++++ Supplied material

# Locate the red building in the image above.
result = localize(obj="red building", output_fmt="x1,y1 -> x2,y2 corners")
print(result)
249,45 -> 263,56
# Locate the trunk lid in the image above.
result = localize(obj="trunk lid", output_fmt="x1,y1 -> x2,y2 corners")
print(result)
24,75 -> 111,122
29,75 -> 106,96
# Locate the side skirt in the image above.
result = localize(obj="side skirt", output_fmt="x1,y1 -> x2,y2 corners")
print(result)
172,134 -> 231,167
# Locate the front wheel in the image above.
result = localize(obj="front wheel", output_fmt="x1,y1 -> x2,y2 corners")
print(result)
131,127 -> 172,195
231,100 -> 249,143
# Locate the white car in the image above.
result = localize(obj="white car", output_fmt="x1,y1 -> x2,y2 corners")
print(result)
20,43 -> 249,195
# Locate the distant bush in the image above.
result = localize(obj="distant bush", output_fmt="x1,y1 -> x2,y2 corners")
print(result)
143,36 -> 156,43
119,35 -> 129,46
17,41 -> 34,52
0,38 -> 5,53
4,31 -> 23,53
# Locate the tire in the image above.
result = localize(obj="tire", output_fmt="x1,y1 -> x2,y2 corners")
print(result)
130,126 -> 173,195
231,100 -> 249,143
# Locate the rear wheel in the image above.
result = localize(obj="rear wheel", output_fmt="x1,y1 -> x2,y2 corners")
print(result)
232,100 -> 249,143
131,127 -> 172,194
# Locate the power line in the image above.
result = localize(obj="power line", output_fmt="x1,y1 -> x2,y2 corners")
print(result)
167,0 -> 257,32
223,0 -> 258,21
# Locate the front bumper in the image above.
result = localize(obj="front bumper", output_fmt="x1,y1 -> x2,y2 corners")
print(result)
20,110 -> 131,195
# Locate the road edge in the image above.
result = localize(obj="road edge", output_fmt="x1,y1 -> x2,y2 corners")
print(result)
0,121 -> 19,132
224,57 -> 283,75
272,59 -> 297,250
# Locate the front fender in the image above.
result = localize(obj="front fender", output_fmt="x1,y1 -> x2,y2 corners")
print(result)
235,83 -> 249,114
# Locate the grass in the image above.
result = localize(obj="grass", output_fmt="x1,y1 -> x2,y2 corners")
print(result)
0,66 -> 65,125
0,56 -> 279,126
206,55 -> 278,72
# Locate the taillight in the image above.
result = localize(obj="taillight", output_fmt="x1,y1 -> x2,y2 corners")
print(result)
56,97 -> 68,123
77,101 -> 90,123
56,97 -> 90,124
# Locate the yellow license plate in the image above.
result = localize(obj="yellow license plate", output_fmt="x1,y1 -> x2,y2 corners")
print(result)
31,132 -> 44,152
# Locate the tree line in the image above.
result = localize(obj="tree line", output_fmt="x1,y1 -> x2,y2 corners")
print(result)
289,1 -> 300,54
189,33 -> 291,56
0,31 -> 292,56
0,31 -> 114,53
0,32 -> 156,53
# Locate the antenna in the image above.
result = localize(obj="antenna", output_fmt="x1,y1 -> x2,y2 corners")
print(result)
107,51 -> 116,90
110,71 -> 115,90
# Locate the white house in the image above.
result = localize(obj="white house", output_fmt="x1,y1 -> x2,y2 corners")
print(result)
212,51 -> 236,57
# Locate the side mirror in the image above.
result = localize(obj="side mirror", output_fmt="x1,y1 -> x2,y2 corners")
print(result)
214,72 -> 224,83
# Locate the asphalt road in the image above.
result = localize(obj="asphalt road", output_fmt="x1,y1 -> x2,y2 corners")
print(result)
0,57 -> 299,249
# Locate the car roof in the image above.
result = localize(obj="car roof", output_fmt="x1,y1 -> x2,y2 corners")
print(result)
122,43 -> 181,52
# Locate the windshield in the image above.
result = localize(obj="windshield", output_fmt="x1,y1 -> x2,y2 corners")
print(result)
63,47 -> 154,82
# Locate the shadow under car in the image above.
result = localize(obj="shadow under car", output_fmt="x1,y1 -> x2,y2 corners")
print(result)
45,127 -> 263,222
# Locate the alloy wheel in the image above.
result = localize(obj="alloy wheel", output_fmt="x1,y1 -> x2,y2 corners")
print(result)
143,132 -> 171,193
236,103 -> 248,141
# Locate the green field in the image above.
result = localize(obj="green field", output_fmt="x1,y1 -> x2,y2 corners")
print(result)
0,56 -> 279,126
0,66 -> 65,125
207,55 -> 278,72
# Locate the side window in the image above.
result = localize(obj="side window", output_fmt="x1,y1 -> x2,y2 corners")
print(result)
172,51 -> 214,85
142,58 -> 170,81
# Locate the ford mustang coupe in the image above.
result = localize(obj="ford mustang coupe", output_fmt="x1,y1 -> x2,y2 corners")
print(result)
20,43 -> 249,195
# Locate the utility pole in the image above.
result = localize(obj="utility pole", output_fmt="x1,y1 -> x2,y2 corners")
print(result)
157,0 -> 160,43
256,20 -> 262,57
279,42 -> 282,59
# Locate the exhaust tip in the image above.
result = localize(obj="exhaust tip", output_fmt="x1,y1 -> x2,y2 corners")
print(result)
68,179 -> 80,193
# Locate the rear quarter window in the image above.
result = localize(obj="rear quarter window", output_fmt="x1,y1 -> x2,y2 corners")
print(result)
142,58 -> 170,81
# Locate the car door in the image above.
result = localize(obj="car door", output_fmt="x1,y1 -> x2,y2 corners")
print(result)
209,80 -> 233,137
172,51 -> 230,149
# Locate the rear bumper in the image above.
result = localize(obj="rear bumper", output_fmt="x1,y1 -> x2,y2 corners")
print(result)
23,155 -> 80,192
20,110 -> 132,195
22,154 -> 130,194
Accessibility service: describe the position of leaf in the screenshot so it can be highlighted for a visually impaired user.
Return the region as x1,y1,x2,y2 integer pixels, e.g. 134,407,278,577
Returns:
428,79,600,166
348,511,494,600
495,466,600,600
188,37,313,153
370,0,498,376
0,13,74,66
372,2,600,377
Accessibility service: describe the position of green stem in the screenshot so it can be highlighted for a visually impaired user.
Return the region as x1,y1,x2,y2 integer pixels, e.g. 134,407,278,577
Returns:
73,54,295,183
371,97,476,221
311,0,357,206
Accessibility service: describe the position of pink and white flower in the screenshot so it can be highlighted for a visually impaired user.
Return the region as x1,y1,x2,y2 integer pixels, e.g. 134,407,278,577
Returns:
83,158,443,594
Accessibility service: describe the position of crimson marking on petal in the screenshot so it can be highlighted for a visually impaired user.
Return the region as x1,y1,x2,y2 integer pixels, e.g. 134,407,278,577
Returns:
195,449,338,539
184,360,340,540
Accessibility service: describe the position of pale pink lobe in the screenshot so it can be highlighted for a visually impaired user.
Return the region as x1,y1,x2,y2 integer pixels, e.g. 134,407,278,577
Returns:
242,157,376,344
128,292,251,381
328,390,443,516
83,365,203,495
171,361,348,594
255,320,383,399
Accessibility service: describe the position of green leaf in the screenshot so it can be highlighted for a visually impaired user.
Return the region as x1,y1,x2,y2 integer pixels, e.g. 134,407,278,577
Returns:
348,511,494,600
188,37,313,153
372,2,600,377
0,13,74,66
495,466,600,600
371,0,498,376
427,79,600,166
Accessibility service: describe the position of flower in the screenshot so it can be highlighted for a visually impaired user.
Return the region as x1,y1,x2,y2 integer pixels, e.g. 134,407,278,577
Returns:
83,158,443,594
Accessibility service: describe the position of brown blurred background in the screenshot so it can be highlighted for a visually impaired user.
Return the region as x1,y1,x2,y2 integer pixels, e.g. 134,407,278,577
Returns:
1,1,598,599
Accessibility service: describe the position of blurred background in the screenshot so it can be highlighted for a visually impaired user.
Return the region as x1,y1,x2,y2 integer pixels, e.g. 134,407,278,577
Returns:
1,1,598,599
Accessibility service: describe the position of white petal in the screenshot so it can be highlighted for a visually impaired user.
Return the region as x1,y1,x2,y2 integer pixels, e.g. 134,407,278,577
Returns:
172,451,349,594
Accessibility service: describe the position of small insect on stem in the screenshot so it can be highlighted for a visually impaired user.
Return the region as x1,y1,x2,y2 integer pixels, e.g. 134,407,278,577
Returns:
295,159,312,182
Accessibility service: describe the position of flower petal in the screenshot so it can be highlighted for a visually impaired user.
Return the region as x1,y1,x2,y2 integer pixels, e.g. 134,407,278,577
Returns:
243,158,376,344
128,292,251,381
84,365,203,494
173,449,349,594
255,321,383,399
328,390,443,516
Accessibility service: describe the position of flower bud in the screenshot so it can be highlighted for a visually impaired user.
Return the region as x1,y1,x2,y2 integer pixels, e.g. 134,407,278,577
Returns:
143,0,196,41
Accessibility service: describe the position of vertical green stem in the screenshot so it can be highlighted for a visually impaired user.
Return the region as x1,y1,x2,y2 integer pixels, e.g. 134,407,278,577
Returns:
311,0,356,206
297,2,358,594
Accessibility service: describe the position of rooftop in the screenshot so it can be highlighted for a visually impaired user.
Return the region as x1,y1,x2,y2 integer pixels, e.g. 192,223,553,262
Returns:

++++++++

**Exercise prompt**:
Using the records above, count every line that includes the word "mirror", and state the number only.

**Response**:
2